[Dataset excerpts on pointing at objects]
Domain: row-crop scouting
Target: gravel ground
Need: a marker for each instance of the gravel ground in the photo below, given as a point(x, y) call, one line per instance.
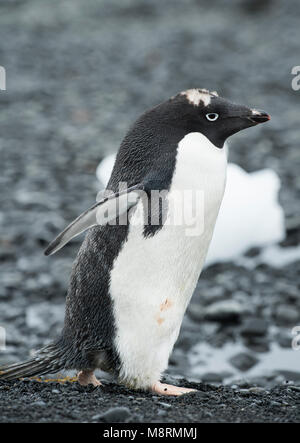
point(52, 402)
point(78, 74)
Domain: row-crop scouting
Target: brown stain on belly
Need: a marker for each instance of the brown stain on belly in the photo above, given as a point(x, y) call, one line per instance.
point(167, 304)
point(159, 320)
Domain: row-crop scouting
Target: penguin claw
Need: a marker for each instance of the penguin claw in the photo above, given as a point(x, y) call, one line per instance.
point(164, 389)
point(86, 378)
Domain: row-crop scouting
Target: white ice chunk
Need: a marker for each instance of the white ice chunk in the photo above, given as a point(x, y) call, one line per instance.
point(250, 214)
point(105, 168)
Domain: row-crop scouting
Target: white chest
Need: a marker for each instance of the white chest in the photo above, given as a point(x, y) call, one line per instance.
point(153, 278)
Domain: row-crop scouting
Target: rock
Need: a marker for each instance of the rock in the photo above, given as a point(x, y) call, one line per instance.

**Request:**
Rescale the whole listing above: write every line again, requests included, with each point coordinate in the answers multiplied by 2.1 and rounded to a whole number (halves round up). Leave the picture out of your answer.

**Written response:**
Domain: row-crop scouting
Target: gravel ground
Need: a marker for each instance of the gravel ground in the photo below, given as a point(x, y) call, one line per instance.
point(109, 844)
point(164, 155)
Domain: row-crop scouting
Target: brown stain on belly
Need: a marker for each instance of the brown stain on belly in the photo above, given as a point(x, y) call, one line per instance.
point(351, 638)
point(334, 672)
Domain: row-crop scouting
Target: penguin claw
Need: a marker for each instance of the penguin claw in the photo above, given as a point(x, y) call, one line per instance.
point(344, 817)
point(181, 794)
Domain: row-crop scouting
Target: white ice chunk
Need: a marker for each instance of the white ice chunk in the photo above, given as a point(x, y) call, one line per instance.
point(525, 449)
point(221, 353)
Domain: row-crop scouting
Target: white chest
Need: a marker for each instance of the white chest in the photo above, given as a point(x, y) call, one line per instance.
point(321, 584)
Domain: row-crop scouting
Target: rock
Need: a marker for each instance of the rock in the photo above, given as a point(x, y) call, one line per instance.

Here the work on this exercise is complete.